Dataset entries
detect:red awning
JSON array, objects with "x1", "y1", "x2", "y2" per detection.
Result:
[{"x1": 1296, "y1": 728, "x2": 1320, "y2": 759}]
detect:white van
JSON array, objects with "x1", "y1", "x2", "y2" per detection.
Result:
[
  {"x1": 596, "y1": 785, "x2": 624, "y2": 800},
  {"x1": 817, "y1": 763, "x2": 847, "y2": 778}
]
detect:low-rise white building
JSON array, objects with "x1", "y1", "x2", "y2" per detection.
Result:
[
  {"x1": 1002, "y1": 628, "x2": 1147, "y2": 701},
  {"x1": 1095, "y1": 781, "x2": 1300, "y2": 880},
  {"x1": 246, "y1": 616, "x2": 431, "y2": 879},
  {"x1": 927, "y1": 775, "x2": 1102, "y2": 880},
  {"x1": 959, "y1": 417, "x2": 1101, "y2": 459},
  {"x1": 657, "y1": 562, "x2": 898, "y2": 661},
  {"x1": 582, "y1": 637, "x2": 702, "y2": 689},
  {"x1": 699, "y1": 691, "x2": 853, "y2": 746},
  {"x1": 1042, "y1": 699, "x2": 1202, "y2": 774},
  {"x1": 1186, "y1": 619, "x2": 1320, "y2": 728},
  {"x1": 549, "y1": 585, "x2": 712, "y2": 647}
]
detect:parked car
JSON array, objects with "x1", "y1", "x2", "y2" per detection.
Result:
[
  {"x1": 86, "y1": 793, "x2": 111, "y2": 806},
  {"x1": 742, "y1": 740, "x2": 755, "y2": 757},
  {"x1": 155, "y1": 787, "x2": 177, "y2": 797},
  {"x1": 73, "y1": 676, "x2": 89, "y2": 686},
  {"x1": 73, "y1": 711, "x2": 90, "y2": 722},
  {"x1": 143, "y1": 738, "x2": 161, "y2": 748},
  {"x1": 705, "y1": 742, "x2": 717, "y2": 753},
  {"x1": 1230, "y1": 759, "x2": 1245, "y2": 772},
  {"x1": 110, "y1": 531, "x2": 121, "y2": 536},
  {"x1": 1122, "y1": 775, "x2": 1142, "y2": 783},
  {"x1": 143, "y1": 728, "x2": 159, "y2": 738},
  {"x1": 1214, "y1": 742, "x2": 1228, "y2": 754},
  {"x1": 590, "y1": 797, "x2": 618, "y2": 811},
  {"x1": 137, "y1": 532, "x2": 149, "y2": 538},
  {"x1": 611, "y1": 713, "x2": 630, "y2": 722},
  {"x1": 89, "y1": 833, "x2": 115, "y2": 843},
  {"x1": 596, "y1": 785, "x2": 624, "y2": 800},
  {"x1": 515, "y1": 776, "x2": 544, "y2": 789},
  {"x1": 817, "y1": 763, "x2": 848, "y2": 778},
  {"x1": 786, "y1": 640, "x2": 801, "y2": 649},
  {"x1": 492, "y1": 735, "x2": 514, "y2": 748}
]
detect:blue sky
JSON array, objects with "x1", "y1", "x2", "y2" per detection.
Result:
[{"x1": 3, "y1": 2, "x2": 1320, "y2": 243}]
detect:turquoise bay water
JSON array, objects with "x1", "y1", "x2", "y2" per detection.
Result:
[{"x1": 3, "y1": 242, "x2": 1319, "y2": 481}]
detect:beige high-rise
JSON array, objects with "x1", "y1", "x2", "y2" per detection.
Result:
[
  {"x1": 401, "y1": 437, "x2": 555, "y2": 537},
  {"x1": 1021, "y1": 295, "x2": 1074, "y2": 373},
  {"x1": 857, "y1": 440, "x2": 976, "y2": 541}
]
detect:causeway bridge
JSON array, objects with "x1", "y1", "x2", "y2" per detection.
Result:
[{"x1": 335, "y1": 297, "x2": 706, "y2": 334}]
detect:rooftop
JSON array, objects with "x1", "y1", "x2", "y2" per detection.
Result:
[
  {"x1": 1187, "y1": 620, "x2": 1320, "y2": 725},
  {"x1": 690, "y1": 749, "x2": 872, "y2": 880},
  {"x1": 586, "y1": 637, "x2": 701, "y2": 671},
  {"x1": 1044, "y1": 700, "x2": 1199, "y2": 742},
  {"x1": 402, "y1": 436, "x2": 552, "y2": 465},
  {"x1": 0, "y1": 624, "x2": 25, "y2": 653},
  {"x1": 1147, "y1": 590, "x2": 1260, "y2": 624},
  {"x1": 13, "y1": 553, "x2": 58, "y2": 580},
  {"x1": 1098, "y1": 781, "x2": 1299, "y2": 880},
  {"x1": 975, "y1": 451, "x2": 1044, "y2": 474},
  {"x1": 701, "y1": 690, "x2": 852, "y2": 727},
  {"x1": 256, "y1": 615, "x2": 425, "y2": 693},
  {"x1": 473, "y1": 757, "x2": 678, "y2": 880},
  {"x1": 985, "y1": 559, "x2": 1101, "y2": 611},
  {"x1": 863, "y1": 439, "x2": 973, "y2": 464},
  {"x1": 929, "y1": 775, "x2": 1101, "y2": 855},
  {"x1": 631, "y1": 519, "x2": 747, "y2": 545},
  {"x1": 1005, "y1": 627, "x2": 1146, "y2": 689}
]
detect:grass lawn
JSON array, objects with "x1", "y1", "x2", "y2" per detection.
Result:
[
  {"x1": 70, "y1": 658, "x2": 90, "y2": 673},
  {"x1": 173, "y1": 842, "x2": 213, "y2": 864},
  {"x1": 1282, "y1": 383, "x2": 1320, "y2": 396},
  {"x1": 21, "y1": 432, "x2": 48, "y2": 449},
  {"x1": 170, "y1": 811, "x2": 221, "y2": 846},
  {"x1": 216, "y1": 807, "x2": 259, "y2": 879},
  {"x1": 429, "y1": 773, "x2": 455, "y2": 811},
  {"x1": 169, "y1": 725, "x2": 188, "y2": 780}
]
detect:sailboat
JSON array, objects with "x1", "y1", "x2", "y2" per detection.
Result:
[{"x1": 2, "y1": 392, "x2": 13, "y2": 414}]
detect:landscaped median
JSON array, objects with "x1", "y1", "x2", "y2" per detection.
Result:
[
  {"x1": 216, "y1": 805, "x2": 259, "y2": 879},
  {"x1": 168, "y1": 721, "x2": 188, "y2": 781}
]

PROMPT:
Go through the records above and repeat each one exactly.

EXERCISE SOLUTION:
detect:red awning
JSON array, objects with "x1", "y1", "x2", "y2" per detection.
Result:
[{"x1": 1296, "y1": 728, "x2": 1320, "y2": 759}]
detect:white van
JSON array, objects with "x1", "y1", "x2", "y2" per detection.
Result:
[
  {"x1": 596, "y1": 785, "x2": 624, "y2": 800},
  {"x1": 817, "y1": 763, "x2": 847, "y2": 778}
]
detect:low-rise white building
JSON array, objects with "x1", "y1", "x2", "y2" per detection.
Result:
[
  {"x1": 1002, "y1": 628, "x2": 1147, "y2": 701},
  {"x1": 1095, "y1": 781, "x2": 1300, "y2": 880},
  {"x1": 246, "y1": 616, "x2": 431, "y2": 879},
  {"x1": 927, "y1": 775, "x2": 1102, "y2": 880},
  {"x1": 959, "y1": 417, "x2": 1101, "y2": 459},
  {"x1": 657, "y1": 562, "x2": 898, "y2": 661},
  {"x1": 582, "y1": 637, "x2": 702, "y2": 689},
  {"x1": 699, "y1": 691, "x2": 853, "y2": 746},
  {"x1": 1042, "y1": 699, "x2": 1202, "y2": 774},
  {"x1": 1186, "y1": 619, "x2": 1320, "y2": 728},
  {"x1": 549, "y1": 585, "x2": 712, "y2": 647}
]
detect:parked car
JSON array, objects with "x1", "y1", "x2", "y2" per detection.
Result:
[
  {"x1": 86, "y1": 793, "x2": 111, "y2": 806},
  {"x1": 742, "y1": 740, "x2": 755, "y2": 757},
  {"x1": 155, "y1": 787, "x2": 177, "y2": 797},
  {"x1": 73, "y1": 676, "x2": 89, "y2": 686},
  {"x1": 73, "y1": 711, "x2": 90, "y2": 722},
  {"x1": 143, "y1": 738, "x2": 161, "y2": 748},
  {"x1": 705, "y1": 742, "x2": 717, "y2": 753},
  {"x1": 1230, "y1": 759, "x2": 1245, "y2": 772},
  {"x1": 110, "y1": 531, "x2": 121, "y2": 536},
  {"x1": 1122, "y1": 775, "x2": 1142, "y2": 783},
  {"x1": 143, "y1": 728, "x2": 159, "y2": 738},
  {"x1": 1214, "y1": 742, "x2": 1228, "y2": 754},
  {"x1": 590, "y1": 797, "x2": 618, "y2": 811},
  {"x1": 137, "y1": 532, "x2": 149, "y2": 538},
  {"x1": 611, "y1": 713, "x2": 630, "y2": 722},
  {"x1": 89, "y1": 833, "x2": 115, "y2": 843},
  {"x1": 596, "y1": 785, "x2": 624, "y2": 800},
  {"x1": 515, "y1": 776, "x2": 544, "y2": 789},
  {"x1": 817, "y1": 763, "x2": 848, "y2": 778},
  {"x1": 786, "y1": 640, "x2": 801, "y2": 649},
  {"x1": 492, "y1": 735, "x2": 514, "y2": 748}
]
detect:blue sky
JSON array, objects with "x1", "y1", "x2", "y2" per detection.
Result:
[{"x1": 3, "y1": 2, "x2": 1320, "y2": 243}]
detect:turquoise bay water
JSON array, objects with "x1", "y1", "x2", "y2" per detection.
Result:
[{"x1": 3, "y1": 242, "x2": 1319, "y2": 481}]
detect:beige high-rise
JSON array, objects with "x1", "y1", "x2", "y2" per detection.
Result:
[
  {"x1": 401, "y1": 437, "x2": 555, "y2": 537},
  {"x1": 1021, "y1": 295, "x2": 1074, "y2": 373},
  {"x1": 857, "y1": 440, "x2": 976, "y2": 541}
]
detect:causeway bridge
JSON array, objects with "x1", "y1", "x2", "y2" per detection.
Result:
[{"x1": 335, "y1": 297, "x2": 706, "y2": 334}]
detect:rooftop
JSON array, objects with "x1", "y1", "x2", "y2" per detection.
Result:
[
  {"x1": 1187, "y1": 620, "x2": 1320, "y2": 725},
  {"x1": 690, "y1": 749, "x2": 872, "y2": 880},
  {"x1": 586, "y1": 637, "x2": 701, "y2": 671},
  {"x1": 1044, "y1": 700, "x2": 1199, "y2": 742},
  {"x1": 402, "y1": 436, "x2": 552, "y2": 465},
  {"x1": 0, "y1": 624, "x2": 25, "y2": 653},
  {"x1": 1147, "y1": 590, "x2": 1260, "y2": 624},
  {"x1": 13, "y1": 553, "x2": 58, "y2": 580},
  {"x1": 1098, "y1": 781, "x2": 1299, "y2": 880},
  {"x1": 975, "y1": 451, "x2": 1044, "y2": 474},
  {"x1": 701, "y1": 690, "x2": 852, "y2": 727},
  {"x1": 256, "y1": 615, "x2": 425, "y2": 693},
  {"x1": 473, "y1": 757, "x2": 678, "y2": 880},
  {"x1": 985, "y1": 559, "x2": 1101, "y2": 611},
  {"x1": 863, "y1": 439, "x2": 973, "y2": 464},
  {"x1": 929, "y1": 775, "x2": 1101, "y2": 855},
  {"x1": 631, "y1": 519, "x2": 747, "y2": 545},
  {"x1": 1005, "y1": 627, "x2": 1146, "y2": 689}
]
detect:grass lawn
JSON array, objects with "x1", "y1", "x2", "y2" per detection.
Result:
[
  {"x1": 70, "y1": 658, "x2": 90, "y2": 673},
  {"x1": 173, "y1": 842, "x2": 213, "y2": 864},
  {"x1": 1282, "y1": 383, "x2": 1320, "y2": 396},
  {"x1": 21, "y1": 432, "x2": 48, "y2": 449},
  {"x1": 170, "y1": 811, "x2": 221, "y2": 846},
  {"x1": 216, "y1": 807, "x2": 259, "y2": 879},
  {"x1": 429, "y1": 773, "x2": 455, "y2": 811},
  {"x1": 169, "y1": 725, "x2": 188, "y2": 780}
]
detect:sailboat
JSON array, objects with "x1", "y1", "x2", "y2" per detection.
Result:
[{"x1": 2, "y1": 392, "x2": 13, "y2": 414}]
detect:landscaped median
JSON array, objects with "x1", "y1", "x2", "y2" per detection.
Result:
[
  {"x1": 216, "y1": 805, "x2": 259, "y2": 879},
  {"x1": 168, "y1": 721, "x2": 188, "y2": 781}
]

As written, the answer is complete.